Texto do exercício —
Por outro lado, o segundo elemento daquela combinatória conduziu, ao início, a um amplo debate dos temas nacionais. Posteriormente, possibilitou um momento de distensão e uma esperança de reabertura e redemocratização, mas comprometido pelo resultado das eleições de 74. O resultado, que encontra na forma como Severo Gomes foi obrigado a afastar-se de seu cargo um grande exemplo, não poderia ser outro: sem ter à disposição um instrumental técnico necessário e suficiente, acompanhado da substitui­ção de debates internos à decisão de responsabilidade ex­clusiva do presidente, a formulação e execução da política econômica tomou-se confusa e dispersa.

Nesse momento, as dificuldades também passaram a ser de natureza política, pois o problema da participação na formulação das grandes decisões é fundamental à sobrevi­vência dos regimes que procuram legitimar as relações en­tre os governantes e governados. A democracia, portanto, subordina-se em dois pilares: a ideia de representação dos governados pelos governantes, e a noção de identidade de ambos os grupos. Nesse sentido, representação significa participação mediata e institucionalizada através dos ins­trumentos políticos tradicionais, como eleições, mandatos populares, pluralismo partidário e liberdade de expressão. Do mesmo modo, identidade quer dizer participação cons­ciente, comunhão autêntica de ideias e politização da atuação de governantes e governados.

Tarefas propostas —
- 1) Segundo o texto sobre democracia e política econômica, em quais dois pilares a democracia se apoia?
- 2) Dê sequência ao texto sobre democracia e política econômica a partir do ponto em que ele termina.

Dados fornecidos —
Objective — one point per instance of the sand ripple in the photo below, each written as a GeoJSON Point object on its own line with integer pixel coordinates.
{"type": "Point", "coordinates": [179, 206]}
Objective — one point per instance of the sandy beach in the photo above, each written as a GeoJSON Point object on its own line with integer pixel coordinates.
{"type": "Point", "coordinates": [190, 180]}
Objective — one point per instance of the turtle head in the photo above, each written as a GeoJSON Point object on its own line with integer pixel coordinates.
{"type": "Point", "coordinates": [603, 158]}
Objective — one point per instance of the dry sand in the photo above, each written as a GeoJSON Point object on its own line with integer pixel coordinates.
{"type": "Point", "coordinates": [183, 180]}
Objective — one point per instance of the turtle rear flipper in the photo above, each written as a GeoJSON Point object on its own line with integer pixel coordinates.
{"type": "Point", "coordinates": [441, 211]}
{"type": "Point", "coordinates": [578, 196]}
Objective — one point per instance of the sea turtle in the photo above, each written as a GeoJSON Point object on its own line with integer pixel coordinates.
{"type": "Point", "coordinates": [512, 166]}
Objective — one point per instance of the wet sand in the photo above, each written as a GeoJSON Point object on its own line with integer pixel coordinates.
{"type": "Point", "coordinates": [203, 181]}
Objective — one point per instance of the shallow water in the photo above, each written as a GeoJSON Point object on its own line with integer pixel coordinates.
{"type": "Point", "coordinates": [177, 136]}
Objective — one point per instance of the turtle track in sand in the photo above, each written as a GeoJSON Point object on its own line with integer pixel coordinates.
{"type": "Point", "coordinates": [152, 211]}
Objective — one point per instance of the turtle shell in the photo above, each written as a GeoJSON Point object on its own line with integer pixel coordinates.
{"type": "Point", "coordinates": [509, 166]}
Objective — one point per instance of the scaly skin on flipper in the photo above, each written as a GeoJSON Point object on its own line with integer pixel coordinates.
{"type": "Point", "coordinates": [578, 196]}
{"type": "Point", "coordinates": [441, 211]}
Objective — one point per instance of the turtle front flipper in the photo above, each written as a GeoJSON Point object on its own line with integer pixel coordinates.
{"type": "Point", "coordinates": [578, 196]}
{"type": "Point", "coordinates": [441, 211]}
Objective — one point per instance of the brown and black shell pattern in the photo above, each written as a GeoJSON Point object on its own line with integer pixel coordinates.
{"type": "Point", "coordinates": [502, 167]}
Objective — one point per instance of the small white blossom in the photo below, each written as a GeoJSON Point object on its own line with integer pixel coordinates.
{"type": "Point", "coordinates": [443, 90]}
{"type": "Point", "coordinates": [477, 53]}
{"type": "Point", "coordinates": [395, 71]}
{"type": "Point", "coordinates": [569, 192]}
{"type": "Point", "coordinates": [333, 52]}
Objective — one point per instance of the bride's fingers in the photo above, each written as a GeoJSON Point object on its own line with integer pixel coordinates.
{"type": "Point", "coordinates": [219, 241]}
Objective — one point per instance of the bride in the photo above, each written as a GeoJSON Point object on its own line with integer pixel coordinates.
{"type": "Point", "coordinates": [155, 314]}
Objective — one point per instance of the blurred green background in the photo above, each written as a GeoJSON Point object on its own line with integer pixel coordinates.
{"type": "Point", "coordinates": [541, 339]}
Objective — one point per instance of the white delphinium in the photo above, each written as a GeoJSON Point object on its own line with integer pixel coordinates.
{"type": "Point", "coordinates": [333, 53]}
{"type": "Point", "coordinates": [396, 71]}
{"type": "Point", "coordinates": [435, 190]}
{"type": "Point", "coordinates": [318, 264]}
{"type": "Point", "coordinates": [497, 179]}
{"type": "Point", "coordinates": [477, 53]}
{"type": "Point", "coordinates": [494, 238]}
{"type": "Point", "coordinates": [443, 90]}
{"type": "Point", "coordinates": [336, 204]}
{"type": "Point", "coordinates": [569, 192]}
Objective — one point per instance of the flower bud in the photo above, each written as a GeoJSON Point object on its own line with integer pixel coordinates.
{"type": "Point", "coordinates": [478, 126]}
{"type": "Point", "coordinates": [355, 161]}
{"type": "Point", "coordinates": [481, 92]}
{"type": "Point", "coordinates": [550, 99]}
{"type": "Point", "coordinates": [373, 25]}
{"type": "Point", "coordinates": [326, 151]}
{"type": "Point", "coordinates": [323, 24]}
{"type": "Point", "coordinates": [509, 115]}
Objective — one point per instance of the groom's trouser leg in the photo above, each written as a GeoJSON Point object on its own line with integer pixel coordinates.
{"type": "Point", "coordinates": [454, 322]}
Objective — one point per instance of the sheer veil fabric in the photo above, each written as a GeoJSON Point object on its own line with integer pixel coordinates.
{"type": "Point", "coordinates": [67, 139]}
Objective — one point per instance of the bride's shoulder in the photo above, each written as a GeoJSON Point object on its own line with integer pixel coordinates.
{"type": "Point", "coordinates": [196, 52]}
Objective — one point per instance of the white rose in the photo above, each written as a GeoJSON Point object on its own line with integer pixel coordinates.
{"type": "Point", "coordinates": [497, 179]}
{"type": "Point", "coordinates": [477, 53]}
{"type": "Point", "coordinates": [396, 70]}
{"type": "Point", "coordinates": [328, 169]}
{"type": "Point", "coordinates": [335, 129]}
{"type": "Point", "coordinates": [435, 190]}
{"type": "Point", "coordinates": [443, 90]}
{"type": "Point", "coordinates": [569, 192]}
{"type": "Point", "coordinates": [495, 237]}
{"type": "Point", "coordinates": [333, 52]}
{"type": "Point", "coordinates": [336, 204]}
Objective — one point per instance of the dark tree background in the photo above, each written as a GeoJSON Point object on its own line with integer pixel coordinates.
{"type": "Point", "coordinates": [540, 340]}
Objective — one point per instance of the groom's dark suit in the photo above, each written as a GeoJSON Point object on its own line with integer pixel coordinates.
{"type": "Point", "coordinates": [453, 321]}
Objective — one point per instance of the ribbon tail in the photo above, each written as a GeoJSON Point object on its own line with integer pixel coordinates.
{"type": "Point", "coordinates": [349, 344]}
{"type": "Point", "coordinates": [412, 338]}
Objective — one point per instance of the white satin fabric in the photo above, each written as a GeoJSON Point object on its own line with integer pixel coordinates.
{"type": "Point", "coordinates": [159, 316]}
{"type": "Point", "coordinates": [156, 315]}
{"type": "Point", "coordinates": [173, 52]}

Respostas das tarefas —
- 1) Na ideia de representação dos governados pelos governantes e na noção de identidade de ambos os grupos.

- 2)
Em termos ideais, a participação exclui tanto a repre­sentatividade manipulada como a identidade forjada, fun­dada em pactos de submissão e não de aceitação, para utilizar as palavras mencionadas ultimamente pelo ex-ministro Severo Gomes. O problema é que a conciliação de ambas—representação e identidade —, na prática, torna-se uma tarefa de habilidade pragmática — um jogo demasia­damente difícil, que requer a intuição dos rumos e o senso dos caminhos.

Ora, neste momento, o sistema político brasileiro pa­rece enfrentar um dilema em grande parte resultante de sua própria estrutura: ao refrear o pilar da representação, da forma como o fez ao longo dos treze últimos anos, lan­çando sobre seus instrumentos uma aura de descrédito por ter restringido a participação popular na escolha dos gover­nantes, minimizado o papel do Legislativo e esvaziado o sistema partidário, ele acabou por abalar o pilar da identi­dade, exigindo adesão e não consenso. Em outras palavras, possou a solicitar uma comunhão difusa de grupos em nome de projetos grandiloquentes e às vezes inócuos, os quais reclamavam mecanismos de exceção todas as vezes que alguém trocava sua liberdade de dizer pela liberdade pes­soal de ser diferente.

Deste modo, uma vez comprometido o pilar da identi­dade, o governo se viu na contingência de buscar em si próprio, diante de uma crise econômica, sua legitimidade. E é ai que está o problema das dificuldades atuais: ele tem de buscar internamente uma legitimidade, mas não sabe onde encontrá-la.

A legitimidade democrática pressupõe um mecanismo impessoal de aceitação dos governantes pelos governados, o que requer participação por representação conciliada com autêntica identidade. Mas, para tanto, era preciso con­quistar o consenso dos assalariados, fomentar a participa­ção dos segmentos que compõem a classe média, compreen­der o papel da Igreja, assimilar o debate proposto pela universidade, aceitar um diálogo nos níveis reclamados pelo empresariado e, ames de tudo, fugir do monólogo.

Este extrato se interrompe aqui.